> **AVAILABLE DATA**:
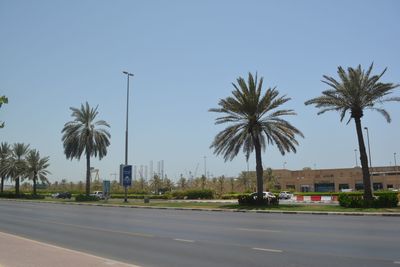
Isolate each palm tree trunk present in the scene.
[15,177,19,196]
[0,176,6,194]
[354,118,373,201]
[253,134,264,204]
[33,174,37,196]
[86,151,90,196]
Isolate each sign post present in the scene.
[103,180,111,200]
[122,165,132,203]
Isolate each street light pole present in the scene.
[122,71,133,165]
[364,127,372,168]
[122,71,133,203]
[354,149,358,167]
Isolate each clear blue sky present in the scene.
[0,0,400,181]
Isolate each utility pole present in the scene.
[204,156,207,178]
[354,149,358,167]
[122,71,133,165]
[122,71,133,203]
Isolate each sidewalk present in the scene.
[0,232,138,267]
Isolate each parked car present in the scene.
[51,192,71,199]
[279,191,293,199]
[250,192,276,199]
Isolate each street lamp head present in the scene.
[122,71,133,76]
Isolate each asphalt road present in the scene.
[0,200,400,267]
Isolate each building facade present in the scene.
[272,166,400,192]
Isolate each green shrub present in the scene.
[111,194,171,199]
[171,189,214,199]
[238,194,279,206]
[186,189,214,199]
[338,192,399,208]
[75,194,100,202]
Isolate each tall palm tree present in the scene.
[26,149,50,195]
[61,102,111,195]
[305,64,400,201]
[209,73,303,202]
[0,142,11,193]
[8,143,29,195]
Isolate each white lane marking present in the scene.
[236,228,282,233]
[174,238,194,243]
[253,248,283,253]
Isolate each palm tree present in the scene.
[26,149,50,195]
[209,73,303,202]
[61,102,111,195]
[8,143,29,196]
[0,142,11,193]
[305,64,400,201]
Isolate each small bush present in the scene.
[111,194,170,199]
[238,194,279,206]
[75,194,100,202]
[171,189,214,199]
[186,189,214,199]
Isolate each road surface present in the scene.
[0,200,400,267]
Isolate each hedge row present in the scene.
[75,194,100,202]
[171,189,214,199]
[0,192,45,199]
[338,192,399,208]
[238,194,279,206]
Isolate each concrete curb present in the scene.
[0,199,400,217]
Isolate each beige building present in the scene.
[272,166,400,192]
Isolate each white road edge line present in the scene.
[174,238,194,243]
[236,228,282,233]
[253,248,283,253]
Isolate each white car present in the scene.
[90,191,104,199]
[279,191,293,199]
[250,192,276,199]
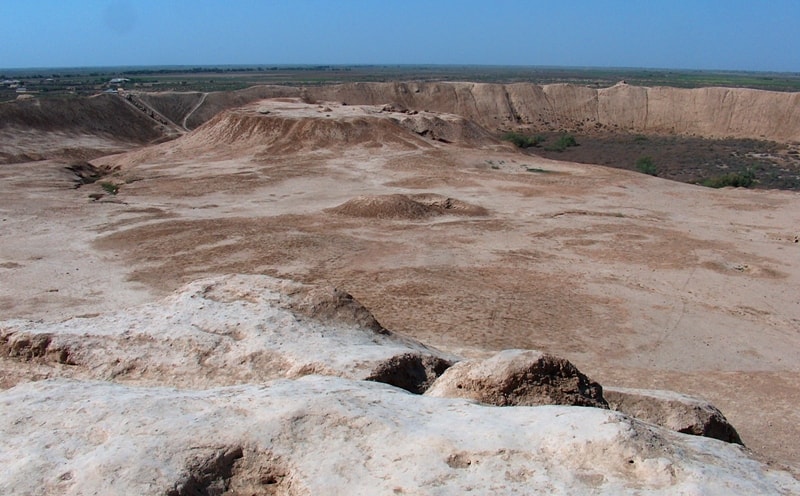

> **WHAT THE EXERCISE ASKS**: Reproduce all of the data above verbatim, omitting the pictures.

> **SOLUTION FOR THIS TASK**:
Isolate each palm tree trunk present in the scene.
[15,177,19,196]
[0,176,6,194]
[354,118,373,201]
[253,134,264,204]
[33,174,37,196]
[86,151,90,196]
Isolate each sign post present in the scene.
[103,180,111,200]
[122,165,132,203]
Isolate each street light pole present in the scene.
[122,71,133,165]
[364,127,372,168]
[122,71,133,203]
[354,149,358,167]
Isolate each clear blue sky present in the scene.
[0,0,400,181]
Isolate each utility pole present in the scene.
[204,156,207,178]
[354,149,358,167]
[122,71,133,165]
[122,71,133,203]
Isolate each sidewalk present in the scene.
[0,232,138,267]
Isolate each parked car present in the scene.
[51,192,71,199]
[279,191,293,199]
[250,192,276,199]
Isolate each street lamp head present in the scene.
[122,71,133,76]
Isolate each asphalt road present in the scene.
[0,200,400,267]
Isolate each building facade present in the scene.
[272,166,400,192]
Isolate each green shrub present in the scene.
[111,194,171,199]
[171,189,214,199]
[238,194,279,206]
[186,189,214,199]
[338,192,399,208]
[75,194,100,202]
Isolate each tall palm tree present in the scene.
[26,149,50,195]
[61,102,111,195]
[305,64,400,201]
[209,73,303,202]
[0,142,11,193]
[8,143,29,195]
Isolate each white lane marking present in the scene.
[236,228,282,233]
[174,238,194,243]
[253,248,283,253]
Isolate each palm tree present in the scene.
[26,149,50,195]
[209,73,303,202]
[61,102,111,195]
[8,143,29,196]
[0,142,11,193]
[305,64,400,201]
Isolate each small bush present in the scene.
[111,194,170,199]
[238,194,279,206]
[75,194,100,202]
[171,189,214,199]
[186,189,214,199]
Isolate each road surface present in the scene.
[0,200,400,267]
Isolate each hedge row present in the scene.
[75,194,100,202]
[171,189,214,199]
[0,192,45,199]
[338,192,399,208]
[238,194,279,206]
Isolate each concrete curb present in the scene.
[0,199,400,217]
Isolate each beige building present in the scene.
[272,166,400,192]
Isolate each white road edge line present in the scene.
[174,238,194,243]
[236,228,282,233]
[253,248,283,253]
Isolate each white car present in the scene.
[90,191,104,199]
[279,191,293,199]
[250,192,276,199]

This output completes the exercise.